**AVAILABLE DATA:**

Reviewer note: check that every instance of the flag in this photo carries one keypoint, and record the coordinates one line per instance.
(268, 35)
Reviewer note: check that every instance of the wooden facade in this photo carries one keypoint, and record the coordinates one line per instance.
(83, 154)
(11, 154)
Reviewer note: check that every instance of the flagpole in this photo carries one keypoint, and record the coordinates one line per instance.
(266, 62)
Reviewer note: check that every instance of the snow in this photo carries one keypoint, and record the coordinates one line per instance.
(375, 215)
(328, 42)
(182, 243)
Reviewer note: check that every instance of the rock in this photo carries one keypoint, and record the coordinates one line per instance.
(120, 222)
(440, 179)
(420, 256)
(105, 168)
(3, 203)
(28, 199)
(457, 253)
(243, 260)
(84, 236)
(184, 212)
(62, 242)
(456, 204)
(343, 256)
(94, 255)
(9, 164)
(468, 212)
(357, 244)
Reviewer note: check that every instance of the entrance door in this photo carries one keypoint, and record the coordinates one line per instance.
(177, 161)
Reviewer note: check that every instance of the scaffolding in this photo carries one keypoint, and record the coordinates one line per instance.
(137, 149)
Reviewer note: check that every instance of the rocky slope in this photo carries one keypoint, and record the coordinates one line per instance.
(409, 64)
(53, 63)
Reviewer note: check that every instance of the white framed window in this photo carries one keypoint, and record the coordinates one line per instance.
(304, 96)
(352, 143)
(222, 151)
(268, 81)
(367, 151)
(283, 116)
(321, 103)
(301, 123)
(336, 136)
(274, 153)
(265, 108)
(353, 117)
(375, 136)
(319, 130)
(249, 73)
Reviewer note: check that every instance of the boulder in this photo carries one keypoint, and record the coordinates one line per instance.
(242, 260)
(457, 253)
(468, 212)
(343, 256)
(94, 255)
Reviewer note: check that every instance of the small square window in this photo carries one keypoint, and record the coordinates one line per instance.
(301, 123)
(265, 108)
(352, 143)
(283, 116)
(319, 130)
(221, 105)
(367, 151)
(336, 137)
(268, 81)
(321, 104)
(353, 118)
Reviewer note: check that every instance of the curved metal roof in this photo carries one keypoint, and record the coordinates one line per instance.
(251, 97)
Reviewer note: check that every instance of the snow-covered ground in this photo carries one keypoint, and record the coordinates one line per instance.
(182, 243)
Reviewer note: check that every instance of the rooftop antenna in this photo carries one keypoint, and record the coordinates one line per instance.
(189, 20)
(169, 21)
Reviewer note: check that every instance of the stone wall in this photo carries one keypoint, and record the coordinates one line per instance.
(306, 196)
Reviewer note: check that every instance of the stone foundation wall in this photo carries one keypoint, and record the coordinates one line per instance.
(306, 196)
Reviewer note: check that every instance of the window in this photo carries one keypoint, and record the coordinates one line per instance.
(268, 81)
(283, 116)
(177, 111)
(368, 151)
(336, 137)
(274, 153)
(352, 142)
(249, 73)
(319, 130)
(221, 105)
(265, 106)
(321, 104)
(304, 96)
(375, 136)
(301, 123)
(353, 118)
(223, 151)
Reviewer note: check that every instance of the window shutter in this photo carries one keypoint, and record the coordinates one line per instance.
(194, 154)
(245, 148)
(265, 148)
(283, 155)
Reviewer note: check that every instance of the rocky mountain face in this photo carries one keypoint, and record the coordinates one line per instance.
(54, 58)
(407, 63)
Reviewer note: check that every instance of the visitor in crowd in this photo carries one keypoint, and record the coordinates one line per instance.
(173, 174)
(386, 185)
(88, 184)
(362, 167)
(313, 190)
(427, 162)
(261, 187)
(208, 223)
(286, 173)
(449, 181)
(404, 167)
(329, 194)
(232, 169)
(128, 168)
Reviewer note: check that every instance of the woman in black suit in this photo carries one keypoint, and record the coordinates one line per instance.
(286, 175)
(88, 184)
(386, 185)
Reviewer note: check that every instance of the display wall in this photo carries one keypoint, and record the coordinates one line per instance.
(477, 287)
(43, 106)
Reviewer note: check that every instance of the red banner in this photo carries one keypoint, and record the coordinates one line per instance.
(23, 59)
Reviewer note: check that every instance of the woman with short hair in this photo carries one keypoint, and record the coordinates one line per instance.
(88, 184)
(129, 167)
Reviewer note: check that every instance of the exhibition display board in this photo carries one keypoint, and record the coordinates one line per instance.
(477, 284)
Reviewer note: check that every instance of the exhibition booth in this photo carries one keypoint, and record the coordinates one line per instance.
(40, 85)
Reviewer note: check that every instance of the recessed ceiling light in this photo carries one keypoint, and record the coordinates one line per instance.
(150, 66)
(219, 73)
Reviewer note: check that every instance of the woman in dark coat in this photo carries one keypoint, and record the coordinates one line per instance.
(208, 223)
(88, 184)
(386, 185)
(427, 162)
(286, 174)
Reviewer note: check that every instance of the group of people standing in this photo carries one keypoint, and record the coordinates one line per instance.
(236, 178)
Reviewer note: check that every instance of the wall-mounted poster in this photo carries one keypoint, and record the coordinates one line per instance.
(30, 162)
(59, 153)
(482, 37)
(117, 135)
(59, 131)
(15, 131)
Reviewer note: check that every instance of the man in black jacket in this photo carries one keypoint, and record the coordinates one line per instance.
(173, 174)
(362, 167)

**YOUR GOAL:**
Return, exactly and without additions, the lines that run from the one containing "Reviewer note: check that every instance of the group" to the end of the material above.

**SOLUTION TO THIS TASK:**
Reviewer note: check that every instance of the group of people standing in this photo carries one keypoint, and record the coordinates one line per instance.
(236, 178)
Reviewer note: check that every instance of the wall-mounted poster in this photo carries one keypoint, and record the coordinates one line per instance.
(30, 162)
(59, 153)
(482, 37)
(117, 135)
(59, 131)
(15, 131)
Reviewer note: check that every instance of the man in black jacket in this photo carries one keypoint, and record the coordinates one line per instance.
(173, 174)
(362, 167)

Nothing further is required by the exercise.